## [Task brief]
Pictures aside, repeat the listing below exactly.
┏━━
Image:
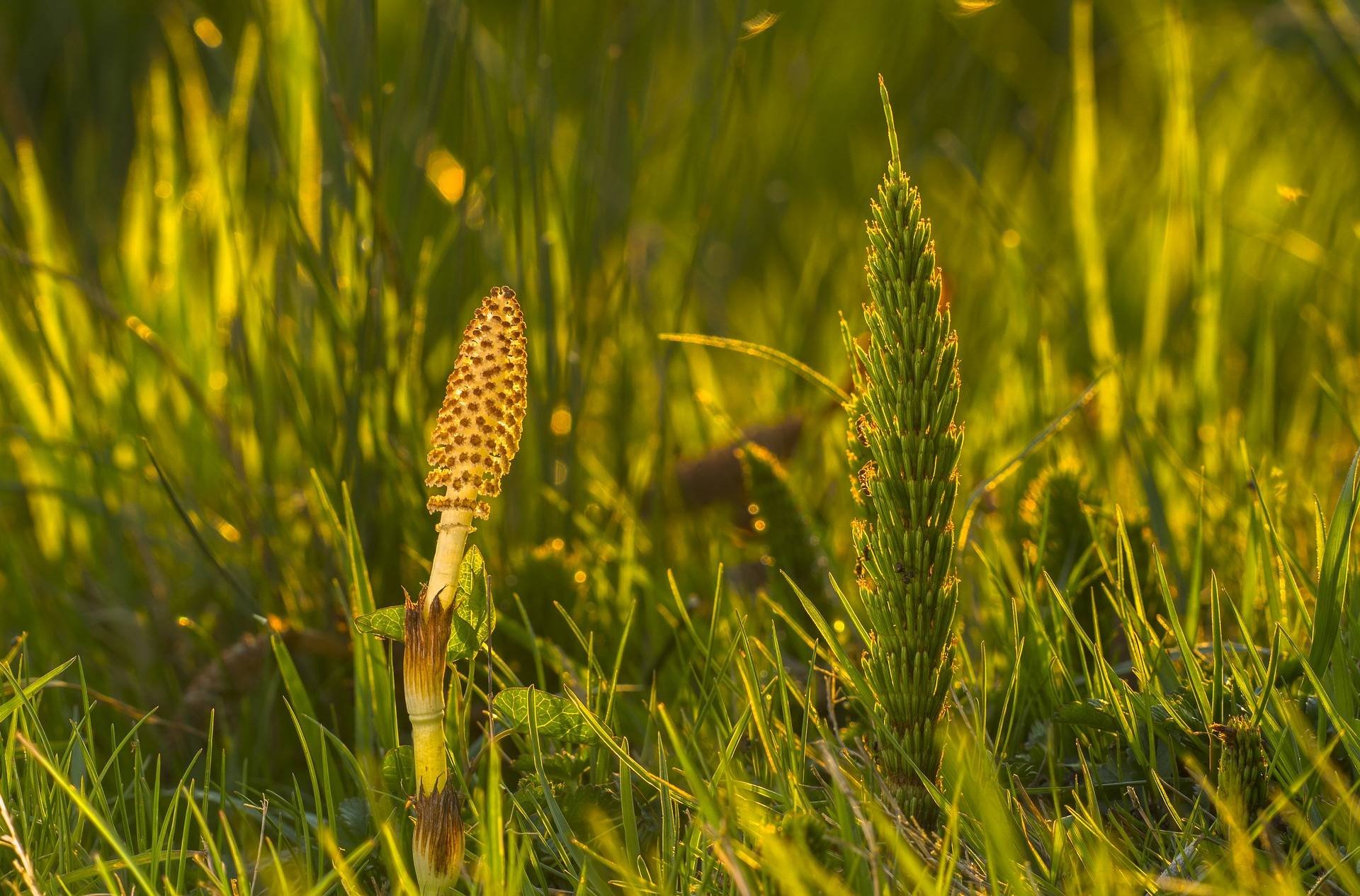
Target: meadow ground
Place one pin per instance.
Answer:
(238, 248)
┗━━
## [Exercise solution]
Image:
Target: meadow ground
Place one pin per instance.
Answer:
(238, 248)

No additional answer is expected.